● Dataset records
- - - - - - -
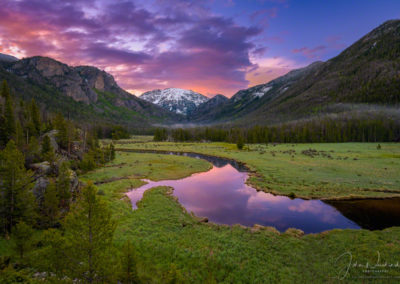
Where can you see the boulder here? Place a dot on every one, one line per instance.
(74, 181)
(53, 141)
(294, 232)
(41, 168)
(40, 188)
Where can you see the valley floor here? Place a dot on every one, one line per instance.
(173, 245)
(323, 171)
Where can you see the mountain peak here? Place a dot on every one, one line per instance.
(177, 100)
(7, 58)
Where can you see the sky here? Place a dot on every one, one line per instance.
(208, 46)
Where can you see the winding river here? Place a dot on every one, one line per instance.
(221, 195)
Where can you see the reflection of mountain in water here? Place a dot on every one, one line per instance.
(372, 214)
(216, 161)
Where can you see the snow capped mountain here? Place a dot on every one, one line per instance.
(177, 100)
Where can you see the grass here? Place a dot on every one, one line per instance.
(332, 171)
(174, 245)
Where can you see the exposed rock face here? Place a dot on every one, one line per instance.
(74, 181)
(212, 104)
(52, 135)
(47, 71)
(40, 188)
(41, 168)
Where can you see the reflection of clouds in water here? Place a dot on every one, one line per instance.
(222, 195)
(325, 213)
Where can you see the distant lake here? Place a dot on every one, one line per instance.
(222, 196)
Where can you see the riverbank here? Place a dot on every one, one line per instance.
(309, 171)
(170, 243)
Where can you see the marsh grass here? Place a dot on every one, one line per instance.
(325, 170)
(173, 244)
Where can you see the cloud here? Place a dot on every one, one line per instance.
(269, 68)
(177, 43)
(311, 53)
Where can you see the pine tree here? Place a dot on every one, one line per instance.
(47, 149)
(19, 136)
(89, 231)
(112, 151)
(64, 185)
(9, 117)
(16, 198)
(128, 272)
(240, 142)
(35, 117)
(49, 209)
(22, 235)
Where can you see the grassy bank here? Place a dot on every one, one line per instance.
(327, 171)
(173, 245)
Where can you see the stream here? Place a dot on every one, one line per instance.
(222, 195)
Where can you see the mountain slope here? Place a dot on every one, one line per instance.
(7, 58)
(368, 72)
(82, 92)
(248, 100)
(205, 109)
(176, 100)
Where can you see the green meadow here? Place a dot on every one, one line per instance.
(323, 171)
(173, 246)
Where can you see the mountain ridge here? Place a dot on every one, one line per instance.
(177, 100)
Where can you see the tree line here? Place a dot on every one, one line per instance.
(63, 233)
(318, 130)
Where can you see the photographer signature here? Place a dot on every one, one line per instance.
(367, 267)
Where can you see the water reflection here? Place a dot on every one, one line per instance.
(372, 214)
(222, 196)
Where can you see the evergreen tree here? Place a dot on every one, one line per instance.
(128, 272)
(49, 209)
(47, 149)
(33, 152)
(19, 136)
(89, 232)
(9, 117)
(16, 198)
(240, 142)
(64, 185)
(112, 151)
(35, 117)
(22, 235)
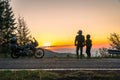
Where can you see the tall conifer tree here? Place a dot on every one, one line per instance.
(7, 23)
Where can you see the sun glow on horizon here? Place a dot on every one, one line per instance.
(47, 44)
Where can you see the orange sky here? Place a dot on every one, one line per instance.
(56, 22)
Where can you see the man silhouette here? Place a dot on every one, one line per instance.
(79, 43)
- - - - - - -
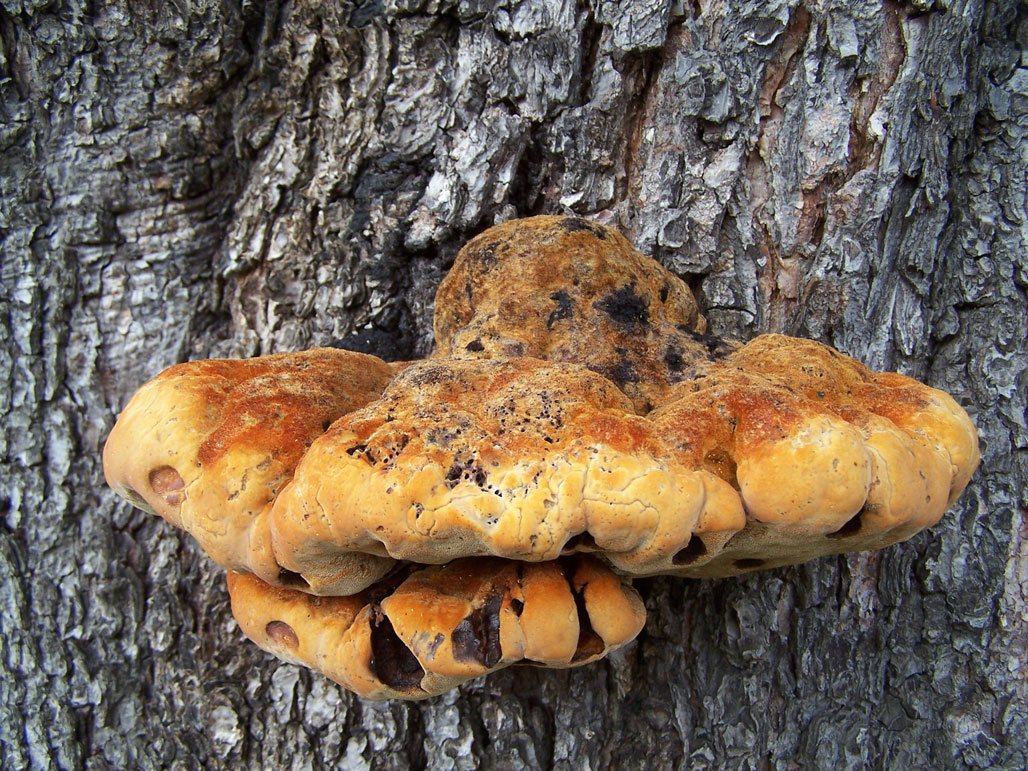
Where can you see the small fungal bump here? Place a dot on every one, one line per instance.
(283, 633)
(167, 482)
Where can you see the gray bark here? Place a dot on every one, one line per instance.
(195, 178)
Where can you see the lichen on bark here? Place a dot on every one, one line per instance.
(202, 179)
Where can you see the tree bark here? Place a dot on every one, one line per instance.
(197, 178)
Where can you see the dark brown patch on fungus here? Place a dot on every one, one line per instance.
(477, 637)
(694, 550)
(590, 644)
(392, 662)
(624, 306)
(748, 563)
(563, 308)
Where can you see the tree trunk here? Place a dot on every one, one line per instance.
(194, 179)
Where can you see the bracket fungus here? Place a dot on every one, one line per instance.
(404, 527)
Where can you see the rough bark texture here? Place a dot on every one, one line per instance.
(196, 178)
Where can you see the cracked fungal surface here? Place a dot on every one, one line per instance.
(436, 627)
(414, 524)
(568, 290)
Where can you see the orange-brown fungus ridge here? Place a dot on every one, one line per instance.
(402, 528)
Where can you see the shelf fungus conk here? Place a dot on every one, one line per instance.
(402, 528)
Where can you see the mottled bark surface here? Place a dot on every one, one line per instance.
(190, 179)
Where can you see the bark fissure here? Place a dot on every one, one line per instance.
- - - - - - -
● What needs to be done
Find every line of the listing above that contains the string "surface" with the same capitalization, and copy each of those lines.

● Problem solution
Where can you see the cracked fungal surface here? Place a dot on every one, one line per instance.
Where can you see the mottled bark surface here? Place a dot on every one, one line per instance.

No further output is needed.